-- Textauszug --

Klaus Meyer-Oetzmann (geb. 1954) ist seit seinem ersten Lebensjahr Gast auf der Sonneninsel Ostfrieslands. Fast könnte man ihn „Ein Heimischer“ nennen und doch kann man es nicht. Geboren und aufgewachsen in der Großstadt Essen ist die Insel für ihn mit ihrer herausragenden Dünenlandschaft und Natur, ihrer bis heute zurückhaltenden Bebauung und Poesie ein Gegenentwurf zu der Welt, in der er und viele Gäste sich täglich behaupten müssen; erleben sie auf der Insel doch nur die schönen Seiten der Naturgewalten.
Auf Spiekeroog verbrachte der Künstler seine Kindheit, Jahr für Jahr über viele Wochen. Er kehrte als junger Erwachsener zurück, um diesen besonderen Ort mit geliebten Menschen zu teilen. Schließlich wurde ihm Spiekeroog mit dem legendären und einzigartigen Zeltplatz zum jährlichen Atelier von Mai bis September. Für Meyer-Oetzmann ist die Insel gelebte Realität einer über Jahrzehnte anderen Lebenserfahrung, die seine künstlerische Entwicklung beständig und spürbar bis heute prägt. Auf Spiekeroog hat er begonnen, die Natur als Gestaltungselement in seine Malerei aufzunehmen: Sand, Regen, Vögel, Insekten, Menschen und ihre Fußabdrücke sind willkommene Akteure seiner Bilder. Auch der mächtige Wolkenhimmel mit seinem Licht– und Schattenspiel.
Um die Spuren und Zeichen von dem, was Leben mehr sein kann, einzufangen, überlässt er seine Leinwände während der Malprozesse viele Tage und Wochen lang der Natur, setzt sie unter freiem Himmel der Witterung und Fügung aus. Kunst ist Ausdruck von Leben und Atmen und dem Willen, unsere Welt zu gestalten. Für Meyer-Oetzmann ist die Natur selbst die bemerkenswerteste Gestalterin und Spiekeroog ist lebenslanger Inspirationsort.
Seit dem Abschluss seines Kunst-, Design- und Pädagogikstudiums an der Universität und der Folkwang Schule Essen 1978 ist die Malerei für den erfolgreichen Designer und Salesmanager seine Gegenwelt. Der Kunstbetrieb und das Interesse an der Verwertung seiner Kunst war ihm nie wichtig. Er malt für sich und die Menschen, die seine Bilder sehen wollen. Zwischen abstraktem Expressionismus und Popart entwickelt Meyer-Oetzmann seine eigenwillige Bildsprache, die in der Malerei der Gegenwart ihresgleichen sucht.

-- Arbeitsauftrag --
Führe den Textauszug über den Maler Klaus Meyer-Oetzmann und Spiekeroog im Anschluss an seinen letzten Satz fort. Das Material steht für sich und gehört nicht zum Textauszug.

-- Bereitgestellte Daten --
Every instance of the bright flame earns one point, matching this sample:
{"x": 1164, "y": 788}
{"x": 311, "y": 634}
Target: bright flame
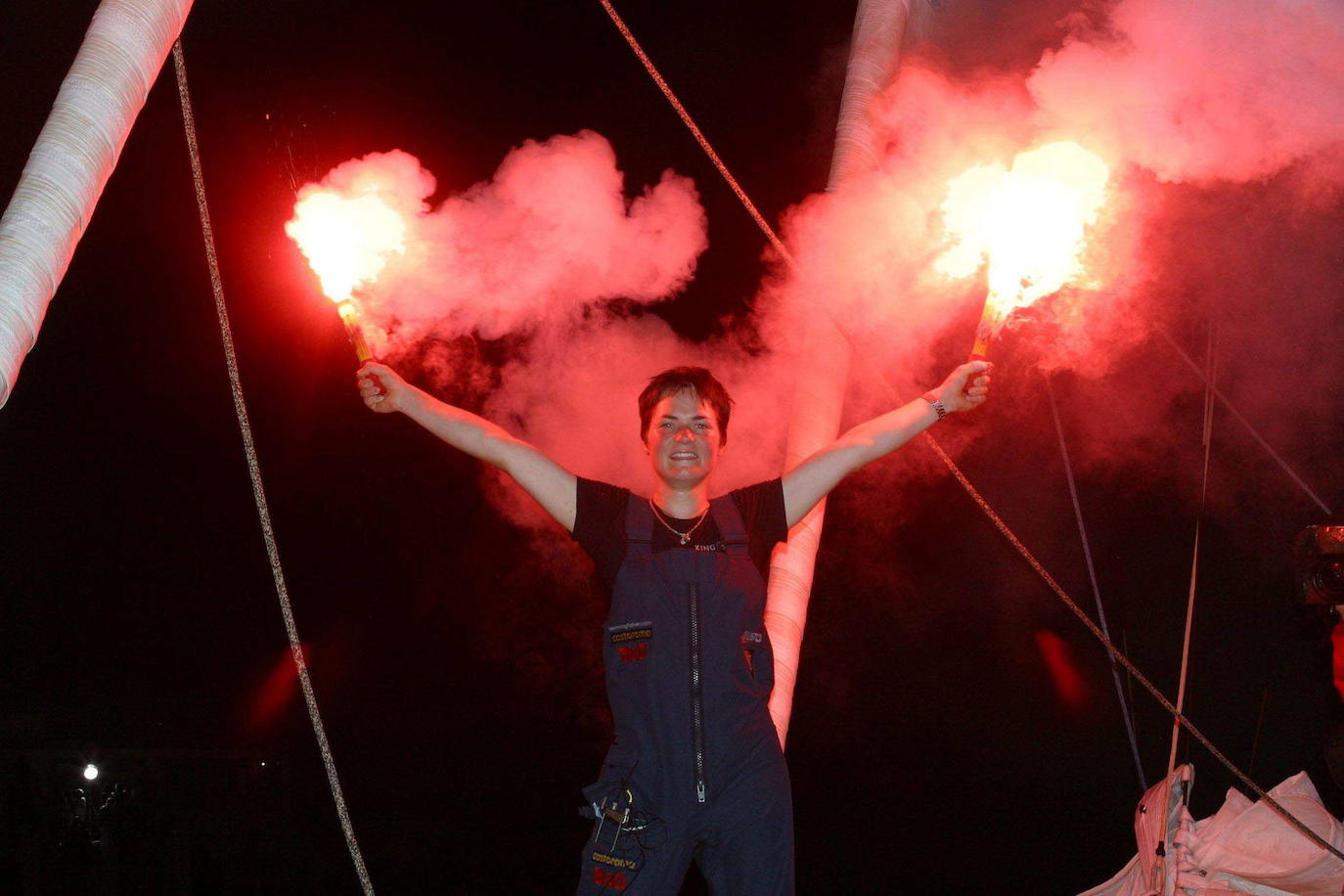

-- Schriftliche Antwort --
Die Betrachtung seiner Bilder kommt einer Ausgrabung gleich. Jeder kann etwas anderes, andere Details freilegen. Man erkennt Vögel, Pflanzen, Blumen, Blätter, Tiere, Menschen, Gesichter, Landschaften, Interieurs, großformatige und kleinformatige Geschichten. Man kann die Augen auf Entspannung stellen und sieht eine weiträumige Szene oder man verfolgt die vielen kleinen Szenarien. Was zunächst abstrakt erscheint, eröffnet doch immer wieder gegenständliche bzw. figurative Sequenzen. Seine Bilder sind kompromisslos und zugleich dem Freigeist verschrieben mit dem Anspruch, das Unbewusste und das Unbekannte an die Oberfläche zu befördern. Der Maler löst auf, was wir zu sehen gewohnt sind, woran unsere Blicke und unsere Erkenntnisse sich festhalten wollen. Er demontiert die visuellen Codes, die vorschreiben, was Wirklichkeit ist.
„Ich bin quasi gegen die Welt“, sagt Meyer-Oetzmann in einem Interview 2015, „denn das ist die einzige Möglichkeit zu zeigen, was meine Welt ist. Mir selbst zu zeigen, dass ich noch finden kann und dass es noch Überraschungen gibt“.
„Wo das Geheimnis ins Dasein kommt“ hieß die Retrospektive von Meyer-Oetzmann 2020 in München. Die Ausstellung auf Spiekeroog von Mai bis Juli 2022 knüpft daran an und führt die Bilder zurück an ihren Ursprungsort. So wie der Inselsand auf den Leinwänden des Malers in die ganze Welt transportiert wurde, hat sich die Insel selbst in seine Haut gegraben.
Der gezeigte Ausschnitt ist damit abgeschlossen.